# HDMI/DVI Eingang



## Kuppy (7. August 2010)

Hii,
ich suche eine Karte oder Ähnliches mit einem HDMI oder DVI Eingang.
Habe schon viel gesucht und auch einiges gefunden,
da wären die AVerTV Caputre HD, die Blackmagic Design Intensity Pro und noch so ein Teil von ASUS-TV, was aber von den Treibern her nicht funktioniert.
...und ja ich hab auch den und den Thread gesehen  


Also, ich brauche das ganze, da ich nun auf TripleHead/Surroundgaming umsteigen werde,
allerdings auch diese Vorzüge für Xbox 360 und PS3 nutzen will.

Daher würde ich gerne einen HDMI oder DVI Eingang an meinem PC haben
und darüber dann die Konsolen sehen würde.
Also ich brauch nicht die Funktion des Aufzeichens, ich will es nur Live auf den Monitoren sehen.

---------------

# Aufgaben
**A.** Schreibe den Forenbeitrag von „Also, ich brauche“ bis „den Monitoren sehen.“ noch einmal ab und setze dabei „Bildschirmen“ an die Stelle von „Monitoren“.
**B.** Zähle alle Geräte auf, die im Forenbeitrag ab den Worten „Also, ich brauche das ganze“ genannt werden.

[Zeigeeinträge zu benannten Objekten]
---------------

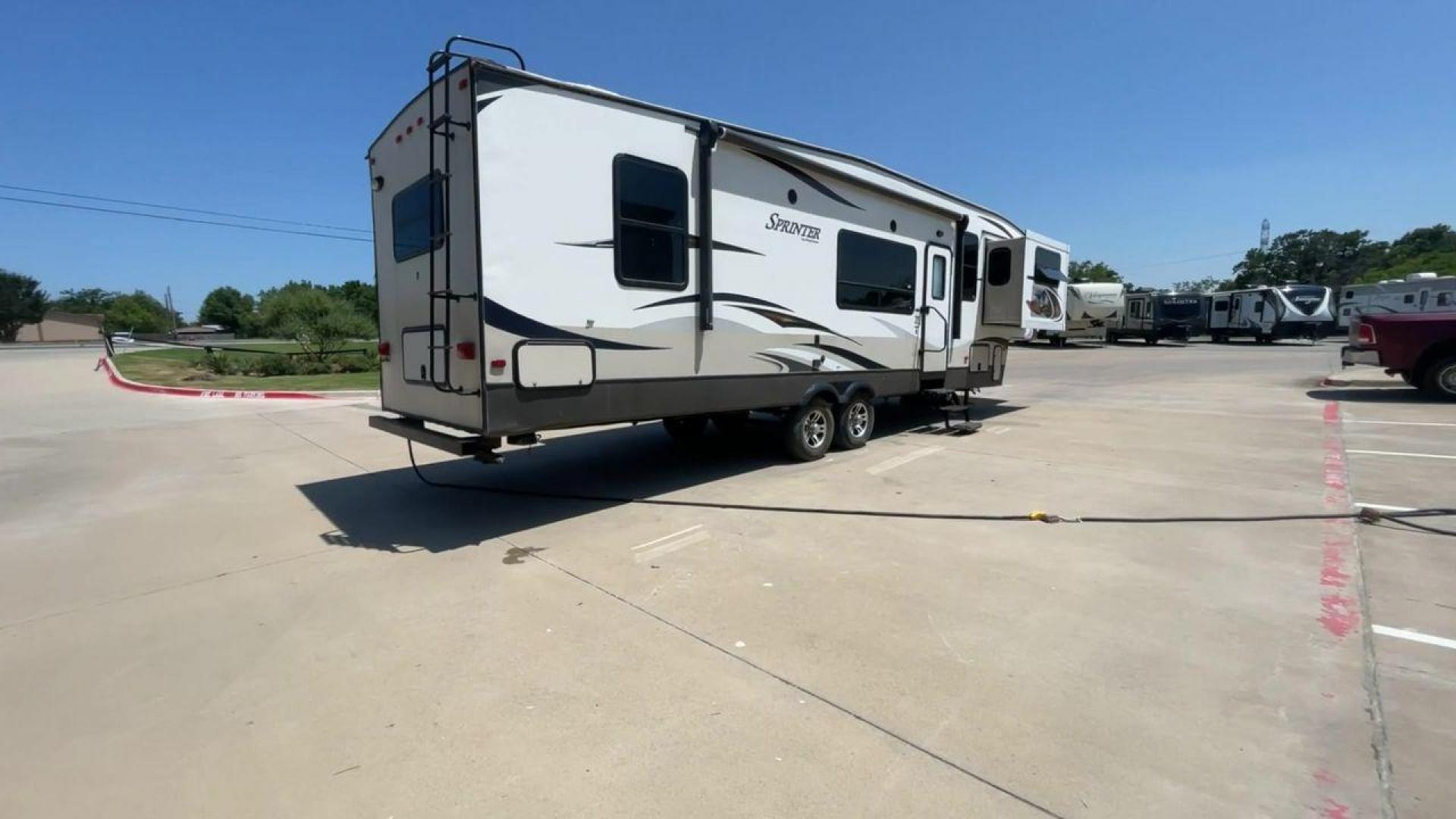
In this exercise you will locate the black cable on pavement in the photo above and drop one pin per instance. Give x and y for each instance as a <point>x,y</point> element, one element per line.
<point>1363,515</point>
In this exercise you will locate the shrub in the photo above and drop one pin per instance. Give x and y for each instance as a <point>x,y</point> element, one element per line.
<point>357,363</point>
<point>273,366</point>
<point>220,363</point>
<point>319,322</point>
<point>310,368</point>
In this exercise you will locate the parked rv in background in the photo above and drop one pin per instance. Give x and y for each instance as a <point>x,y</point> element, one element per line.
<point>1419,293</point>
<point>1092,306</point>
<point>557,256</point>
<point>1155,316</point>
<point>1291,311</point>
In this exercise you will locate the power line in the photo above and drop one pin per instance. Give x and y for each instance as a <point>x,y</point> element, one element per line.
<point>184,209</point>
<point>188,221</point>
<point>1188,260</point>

---------------

# Lösungen
**A.**
Also, ich brauche das ganze, da ich nun auf TripleHead/Surroundgaming umsteigen werde,
allerdings auch diese Vorzüge für Xbox 360 und PS3 nutzen will.

Daher würde ich gerne einen HDMI oder DVI Eingang an meinem PC haben
und darüber dann die Konsolen sehen würde.
Also ich brauch nicht die Funktion des Aufzeichens, ich will es nur Live auf den Bildschirmen sehen.

**B.** Xbox 360, PS3, PC, Konsolen, Monitoren